The data below should be repeated exactly and in full.

MATERIAL FOR THIS EXERCISE below:

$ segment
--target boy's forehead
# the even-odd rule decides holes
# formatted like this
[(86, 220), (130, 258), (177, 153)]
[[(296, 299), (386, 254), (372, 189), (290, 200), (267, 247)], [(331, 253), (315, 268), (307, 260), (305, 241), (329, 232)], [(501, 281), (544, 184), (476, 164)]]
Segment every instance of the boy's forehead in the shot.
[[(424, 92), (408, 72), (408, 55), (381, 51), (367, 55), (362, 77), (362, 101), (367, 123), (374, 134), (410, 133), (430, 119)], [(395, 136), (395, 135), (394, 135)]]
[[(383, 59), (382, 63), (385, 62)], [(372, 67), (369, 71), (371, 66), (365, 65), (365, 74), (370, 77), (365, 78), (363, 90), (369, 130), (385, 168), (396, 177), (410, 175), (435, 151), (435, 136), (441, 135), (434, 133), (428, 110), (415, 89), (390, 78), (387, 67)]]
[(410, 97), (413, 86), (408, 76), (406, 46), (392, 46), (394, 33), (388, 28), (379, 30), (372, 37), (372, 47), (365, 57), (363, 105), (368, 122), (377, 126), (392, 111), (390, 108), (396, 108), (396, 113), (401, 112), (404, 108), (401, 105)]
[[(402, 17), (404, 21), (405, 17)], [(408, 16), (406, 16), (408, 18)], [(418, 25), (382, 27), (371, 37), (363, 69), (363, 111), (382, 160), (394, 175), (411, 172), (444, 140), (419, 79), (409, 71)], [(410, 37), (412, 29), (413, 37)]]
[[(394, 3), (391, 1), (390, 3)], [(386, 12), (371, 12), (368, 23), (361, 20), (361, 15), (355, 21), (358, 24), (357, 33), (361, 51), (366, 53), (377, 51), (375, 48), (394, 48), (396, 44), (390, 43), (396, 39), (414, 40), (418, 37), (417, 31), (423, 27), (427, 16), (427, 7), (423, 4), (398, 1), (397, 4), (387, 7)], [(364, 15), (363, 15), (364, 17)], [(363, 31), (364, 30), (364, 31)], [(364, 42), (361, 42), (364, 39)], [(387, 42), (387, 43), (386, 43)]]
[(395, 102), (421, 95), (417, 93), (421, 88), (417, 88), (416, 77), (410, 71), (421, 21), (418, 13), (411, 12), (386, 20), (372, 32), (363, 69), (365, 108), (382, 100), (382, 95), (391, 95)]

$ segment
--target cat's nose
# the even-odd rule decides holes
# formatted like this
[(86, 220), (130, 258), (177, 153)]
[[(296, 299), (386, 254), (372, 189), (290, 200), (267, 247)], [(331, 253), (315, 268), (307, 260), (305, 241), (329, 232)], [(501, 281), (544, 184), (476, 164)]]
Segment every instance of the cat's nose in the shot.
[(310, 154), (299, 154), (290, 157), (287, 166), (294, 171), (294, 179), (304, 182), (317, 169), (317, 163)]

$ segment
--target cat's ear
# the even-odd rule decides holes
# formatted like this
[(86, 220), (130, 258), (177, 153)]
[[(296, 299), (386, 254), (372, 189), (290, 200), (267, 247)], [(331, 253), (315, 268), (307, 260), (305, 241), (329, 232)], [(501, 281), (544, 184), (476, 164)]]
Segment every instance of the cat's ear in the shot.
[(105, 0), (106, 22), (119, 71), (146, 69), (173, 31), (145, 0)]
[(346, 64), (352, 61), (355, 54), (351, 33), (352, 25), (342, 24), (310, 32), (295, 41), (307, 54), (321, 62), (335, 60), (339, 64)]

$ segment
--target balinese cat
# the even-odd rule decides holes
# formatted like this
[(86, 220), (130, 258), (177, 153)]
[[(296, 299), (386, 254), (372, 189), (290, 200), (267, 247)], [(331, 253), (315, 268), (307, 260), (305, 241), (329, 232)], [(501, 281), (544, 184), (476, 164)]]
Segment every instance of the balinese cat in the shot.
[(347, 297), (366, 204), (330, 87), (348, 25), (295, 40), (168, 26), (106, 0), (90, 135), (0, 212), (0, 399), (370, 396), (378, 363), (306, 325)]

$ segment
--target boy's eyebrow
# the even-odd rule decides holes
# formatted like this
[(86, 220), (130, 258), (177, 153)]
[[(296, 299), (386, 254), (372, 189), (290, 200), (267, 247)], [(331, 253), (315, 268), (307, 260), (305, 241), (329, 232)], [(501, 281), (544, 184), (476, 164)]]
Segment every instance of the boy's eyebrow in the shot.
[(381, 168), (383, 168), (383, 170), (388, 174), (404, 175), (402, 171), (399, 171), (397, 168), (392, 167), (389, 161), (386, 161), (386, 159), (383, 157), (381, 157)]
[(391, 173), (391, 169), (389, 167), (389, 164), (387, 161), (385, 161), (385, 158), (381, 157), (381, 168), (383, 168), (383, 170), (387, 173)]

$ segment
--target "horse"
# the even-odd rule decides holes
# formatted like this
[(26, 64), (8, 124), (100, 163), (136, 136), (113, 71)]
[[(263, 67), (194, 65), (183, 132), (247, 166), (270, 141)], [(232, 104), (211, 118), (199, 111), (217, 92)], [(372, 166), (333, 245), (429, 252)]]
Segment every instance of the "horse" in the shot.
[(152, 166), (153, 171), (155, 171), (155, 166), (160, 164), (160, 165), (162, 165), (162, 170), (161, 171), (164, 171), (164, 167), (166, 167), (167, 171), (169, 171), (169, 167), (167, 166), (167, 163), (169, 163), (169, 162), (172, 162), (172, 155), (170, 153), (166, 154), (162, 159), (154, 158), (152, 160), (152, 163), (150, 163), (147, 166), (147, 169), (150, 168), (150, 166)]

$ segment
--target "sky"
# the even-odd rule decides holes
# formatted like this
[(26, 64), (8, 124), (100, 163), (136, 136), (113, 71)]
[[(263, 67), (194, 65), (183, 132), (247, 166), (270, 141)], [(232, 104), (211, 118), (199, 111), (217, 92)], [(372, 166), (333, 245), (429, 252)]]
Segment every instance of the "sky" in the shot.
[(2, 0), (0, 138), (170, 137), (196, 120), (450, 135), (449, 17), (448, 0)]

End of MATERIAL FOR THIS EXERCISE.

REPLY TO THE TASK:
$ segment
--target boy's forehead
# the even-odd rule decides holes
# formatted like this
[(86, 220), (130, 258), (177, 153)]
[[(296, 299), (386, 254), (372, 189), (290, 200), (267, 247)], [(331, 253), (315, 268), (307, 260), (305, 241), (329, 232)], [(501, 281), (544, 184), (476, 164)]]
Segment every instance of the boy's forehead in the shot.
[[(424, 92), (408, 72), (408, 55), (381, 51), (367, 55), (362, 77), (362, 101), (367, 123), (374, 134), (410, 133), (430, 119)], [(395, 136), (395, 135), (394, 135)]]
[[(383, 59), (382, 63), (385, 62)], [(372, 67), (369, 71), (371, 66), (365, 65), (365, 74), (370, 77), (365, 78), (363, 90), (369, 130), (385, 168), (396, 177), (410, 175), (435, 151), (435, 136), (441, 135), (434, 133), (428, 110), (415, 89), (390, 78), (387, 67)]]
[(410, 97), (413, 86), (408, 76), (406, 46), (392, 46), (394, 33), (388, 28), (379, 30), (372, 37), (372, 47), (365, 57), (363, 105), (368, 122), (377, 126), (392, 111), (390, 108), (396, 108), (396, 113), (401, 112), (404, 108), (401, 105)]
[[(402, 17), (404, 21), (405, 17)], [(408, 16), (406, 16), (408, 18)], [(418, 25), (382, 27), (371, 37), (363, 69), (363, 111), (382, 160), (394, 175), (411, 172), (444, 140), (419, 79), (409, 71)], [(410, 37), (412, 29), (413, 37)]]
[[(394, 3), (391, 1), (390, 3)], [(386, 12), (371, 12), (368, 23), (361, 20), (361, 15), (355, 21), (358, 24), (357, 33), (361, 51), (366, 53), (377, 51), (375, 48), (394, 48), (396, 44), (390, 43), (396, 39), (414, 40), (418, 37), (417, 31), (423, 27), (427, 16), (427, 7), (423, 4), (398, 1), (397, 4), (387, 7)], [(364, 15), (363, 15), (364, 17)], [(363, 31), (364, 30), (364, 31)], [(364, 42), (361, 42), (364, 39)], [(387, 42), (387, 43), (386, 43)]]
[(395, 102), (421, 95), (417, 93), (421, 88), (417, 88), (416, 77), (410, 71), (421, 21), (418, 13), (411, 12), (386, 20), (372, 32), (363, 69), (365, 108), (382, 100), (382, 95), (391, 95)]

$ segment
--target cat's nose
# the even-odd rule decides holes
# formatted like this
[(86, 220), (130, 258), (177, 153)]
[[(296, 299), (386, 254), (372, 189), (290, 200), (267, 247)], [(331, 253), (315, 268), (307, 260), (305, 241), (329, 232)], [(501, 281), (544, 184), (476, 164)]]
Segment every instance of the cat's nose in the shot.
[(310, 154), (299, 154), (290, 157), (287, 166), (294, 171), (294, 179), (304, 182), (317, 169), (317, 163)]

$ segment
--target cat's ear
# the even-odd rule decides holes
# formatted like this
[(86, 220), (130, 258), (177, 153)]
[[(296, 299), (386, 254), (372, 189), (290, 200), (267, 247)], [(331, 253), (315, 268), (307, 260), (305, 241), (329, 232)], [(501, 281), (544, 184), (476, 164)]]
Segment every instance of the cat's ear in the shot.
[(105, 0), (106, 22), (119, 71), (146, 69), (173, 31), (145, 0)]
[(346, 64), (352, 61), (355, 54), (351, 33), (352, 25), (342, 24), (310, 32), (295, 41), (307, 54), (321, 62), (335, 60), (339, 64)]

$ segment
--target balinese cat
# the even-odd rule decides holes
# formatted like this
[(86, 220), (130, 258), (177, 153)]
[[(296, 299), (386, 254), (372, 189), (290, 200), (267, 247)], [(331, 253), (315, 268), (307, 260), (305, 241), (329, 232)], [(501, 281), (544, 184), (476, 164)]]
Segment every instance of the balinese cat in the shot.
[(347, 297), (366, 204), (330, 87), (348, 25), (295, 40), (168, 26), (106, 0), (90, 135), (0, 212), (0, 399), (370, 396), (378, 363), (306, 325)]

$ segment
--target boy's eyebrow
# the even-odd rule decides holes
# formatted like this
[(86, 220), (130, 258), (177, 153)]
[[(296, 299), (386, 254), (372, 189), (290, 200), (267, 247)], [(331, 253), (315, 268), (307, 260), (305, 241), (329, 232)], [(501, 281), (544, 184), (476, 164)]]
Segment every instance of the boy's eyebrow in the shot.
[(381, 168), (383, 168), (383, 170), (388, 174), (404, 175), (402, 171), (399, 171), (397, 168), (392, 167), (389, 161), (386, 161), (386, 159), (383, 157), (381, 157)]
[(391, 173), (391, 169), (389, 167), (389, 164), (387, 161), (385, 161), (385, 158), (381, 157), (381, 168), (383, 168), (383, 170), (387, 173)]

$ segment
--target "horse"
# the even-odd rule decides holes
# formatted like this
[(26, 64), (8, 124), (100, 163), (136, 136), (113, 71)]
[[(263, 67), (194, 65), (183, 132), (247, 166), (270, 141)], [(232, 104), (211, 118), (199, 111), (217, 92)], [(372, 166), (333, 245), (429, 252)]]
Segment every instance of the "horse" in the shot.
[(152, 166), (153, 171), (155, 171), (155, 166), (160, 164), (160, 165), (162, 165), (162, 170), (161, 171), (164, 171), (164, 167), (166, 167), (167, 171), (169, 171), (169, 167), (167, 166), (167, 163), (169, 163), (169, 162), (172, 162), (172, 155), (170, 153), (166, 154), (162, 159), (154, 158), (152, 160), (152, 163), (150, 163), (147, 166), (147, 169), (150, 168), (150, 166)]

$ segment
--target "sky"
# the even-odd rule decides holes
# formatted like this
[(26, 64), (8, 124), (100, 163), (136, 136), (113, 71)]
[[(263, 67), (194, 65), (183, 132), (247, 166), (270, 141)], [(232, 104), (211, 118), (199, 111), (217, 92)], [(372, 166), (333, 245), (429, 252)]]
Segment every instance of the "sky" in the shot.
[(2, 0), (0, 138), (170, 137), (196, 120), (450, 135), (449, 17), (448, 0)]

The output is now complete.